● Instruction 1
Recast the rows below as a numbered list, leaving out blank lines. Begin at the row that contains "Target: yellow football helmet" and stop after the final row.

--- Start Document excerpt ---

Thread: chart of 3-ball

if I have the unit ball in R^3, that is

{(x,y,z) | x^2+y^2+z^2 <= 1 } = B

and i have to find a chart, can then just use the chart

(B,f)

where f(x,y,z) = (x,y,z) for (x,y,z) in B. That is my first question. My next question is if I can just do this, what about if I identify (x,y,z) with (-x,-y,-z), then i gues my chart have to illustrate this by sending (x,y,z) and (-x,-y,-z) to the same point, ie.

f(-x,-y,-z) = f(x,y,z)

is that correct that the way to interpreted that to point are the same, that the chart have to do that. Ps. I don't need anyone to give me the charts, (i like to try and find them myself) but I just eanted to make sure I'm going the right way.

Thanks in advance.

f(-x,-y,-z) is the point on the other octant opposite to where f(x,y,z) is.
Or, f(-x,-y,-z) is the mirror image of f(x,y,z) relative to the center of B.

I don't understand what you are saying, I have the point (x,y,z) and then I say that this is equivalent to (-x,-y,-z). I know where the points are, but do my charts on the manifold have to fullfil:

f(x,y,z) = f(-x,-y,-z)

so I just can't use f(x,y,z)=(x,y,z) because that doesn't fulfill this requirment.

--- End Document excerpt ---

● Instruction 2
Continue the forum thread about charts for the unit ball in R^3 from its last post.

--- Start Available records ---

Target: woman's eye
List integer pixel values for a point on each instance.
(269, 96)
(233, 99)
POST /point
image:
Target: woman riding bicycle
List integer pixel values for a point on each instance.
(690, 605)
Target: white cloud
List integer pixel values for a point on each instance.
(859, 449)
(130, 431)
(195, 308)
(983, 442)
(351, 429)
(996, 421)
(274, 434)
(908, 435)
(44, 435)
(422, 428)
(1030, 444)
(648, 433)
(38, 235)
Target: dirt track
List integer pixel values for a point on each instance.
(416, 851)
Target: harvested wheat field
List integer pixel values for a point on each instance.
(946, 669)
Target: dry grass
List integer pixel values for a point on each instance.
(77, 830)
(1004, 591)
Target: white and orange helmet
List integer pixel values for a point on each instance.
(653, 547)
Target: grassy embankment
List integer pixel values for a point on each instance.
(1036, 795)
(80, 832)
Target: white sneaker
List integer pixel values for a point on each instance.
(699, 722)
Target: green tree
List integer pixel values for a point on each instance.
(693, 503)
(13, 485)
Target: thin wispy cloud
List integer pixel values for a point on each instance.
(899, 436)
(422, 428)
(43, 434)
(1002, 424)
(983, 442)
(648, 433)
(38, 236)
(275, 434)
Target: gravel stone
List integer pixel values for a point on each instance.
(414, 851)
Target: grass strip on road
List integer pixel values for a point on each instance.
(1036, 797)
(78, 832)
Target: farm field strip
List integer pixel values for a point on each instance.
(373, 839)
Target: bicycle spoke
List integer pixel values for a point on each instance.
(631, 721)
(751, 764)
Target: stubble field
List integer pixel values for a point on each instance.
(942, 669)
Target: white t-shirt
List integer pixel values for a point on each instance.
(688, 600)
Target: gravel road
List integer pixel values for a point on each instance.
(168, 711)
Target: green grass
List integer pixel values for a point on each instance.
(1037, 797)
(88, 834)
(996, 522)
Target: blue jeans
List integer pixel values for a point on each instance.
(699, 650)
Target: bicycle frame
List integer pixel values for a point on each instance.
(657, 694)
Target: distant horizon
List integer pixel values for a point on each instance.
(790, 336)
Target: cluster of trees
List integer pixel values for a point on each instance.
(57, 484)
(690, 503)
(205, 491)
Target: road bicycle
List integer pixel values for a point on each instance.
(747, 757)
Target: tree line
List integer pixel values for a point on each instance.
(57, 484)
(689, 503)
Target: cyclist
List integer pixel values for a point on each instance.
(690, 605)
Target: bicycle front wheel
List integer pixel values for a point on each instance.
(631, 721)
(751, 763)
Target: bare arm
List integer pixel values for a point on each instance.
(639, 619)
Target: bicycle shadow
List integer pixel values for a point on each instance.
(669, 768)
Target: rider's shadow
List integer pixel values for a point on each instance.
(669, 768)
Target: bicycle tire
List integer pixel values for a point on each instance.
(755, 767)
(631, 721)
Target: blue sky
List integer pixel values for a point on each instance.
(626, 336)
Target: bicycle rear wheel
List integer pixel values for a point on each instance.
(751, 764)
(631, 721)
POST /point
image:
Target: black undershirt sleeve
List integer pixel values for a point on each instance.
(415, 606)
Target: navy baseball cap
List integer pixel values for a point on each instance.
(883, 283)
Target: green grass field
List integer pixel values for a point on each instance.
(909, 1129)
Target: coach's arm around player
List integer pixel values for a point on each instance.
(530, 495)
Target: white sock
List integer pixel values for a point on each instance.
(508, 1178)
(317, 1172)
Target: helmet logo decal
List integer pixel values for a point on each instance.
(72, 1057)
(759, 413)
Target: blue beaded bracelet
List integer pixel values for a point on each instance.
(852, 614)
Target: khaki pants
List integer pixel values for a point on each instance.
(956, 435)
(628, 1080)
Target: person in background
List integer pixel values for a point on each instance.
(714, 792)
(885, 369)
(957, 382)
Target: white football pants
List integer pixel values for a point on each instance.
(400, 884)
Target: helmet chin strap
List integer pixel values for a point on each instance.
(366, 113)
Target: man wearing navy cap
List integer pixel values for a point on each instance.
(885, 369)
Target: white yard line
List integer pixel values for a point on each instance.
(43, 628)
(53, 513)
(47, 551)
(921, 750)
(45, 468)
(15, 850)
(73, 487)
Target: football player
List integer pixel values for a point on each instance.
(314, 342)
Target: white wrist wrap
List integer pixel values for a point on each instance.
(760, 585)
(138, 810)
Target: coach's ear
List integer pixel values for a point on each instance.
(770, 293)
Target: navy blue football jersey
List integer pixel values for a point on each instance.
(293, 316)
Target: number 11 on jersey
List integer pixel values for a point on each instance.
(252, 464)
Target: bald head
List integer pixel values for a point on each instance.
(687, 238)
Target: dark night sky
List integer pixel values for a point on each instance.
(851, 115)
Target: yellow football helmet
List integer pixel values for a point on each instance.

--- End Available records ---

● Written answer 1
1. Target: yellow football helmet
2. List integer pixel values for a point on each instance.

● Written answer 2
I also don't understand what you are saying that f(-x,-y,-z) is equal to f(x,y,z). Or why point (x,y,z) is equivalent to point (-x,-y,-z). Why are two different points equivalent to each other.

ok, maybe my question is a bit unclear. I have two manifolds one (M1) consisting of the unit ball i R^3, and one (M2 )consisting of the unit ball in R^3 where opposite points on the surface are equivalent. That is

(x,y,z) ~ (-x,-y,-z)

for points on the surface, so thats why they are equivalent, because the manifold is constructed in that way.

My question is, for the first manifold is a chart just

f: M1 -> R^3, where f(x,y,z) = (x,y,z) for (x,y,z) in M1

And is the reason why I can't use this chart for M2 that it doesn't fullfil

f(x,y,z) = f(-x,-y,-z)

and my chart have to do this, because these points are equivalent.

Originally Posted by mrandersdk

if I have the unit ball in R^3, that is

{(x,y,z) | x^2+y^2+z^2 <= 1 } = B

and i have to find a chart, can then just use the chart

(B,f)

where f(x,y,z) = (x,y,z) for (x,y,z) in B.

The mapping f is fine, but you need to be careful about its domain. You cannot use the whole of B as the domain, because a chart has to be a homeomorphism, and f is not 1-1 on B. So you need to subdivide B into overlapping regions on which f is 1-1, and use these for the domains of the charts.

For the manifold M2 you can use the same charts as for M1, but the way that they fit together (given by the transition functions) will be different.

Not quite sure why my f is not 1-1 on the first manifold. But I can however see that this is the problem on M2 because f sends (x,y,z) and (-x,-y,-z) to different points, so f^-1(x,y,z) do not equal f^-1(-x,-y,-z), but that have to be the same point.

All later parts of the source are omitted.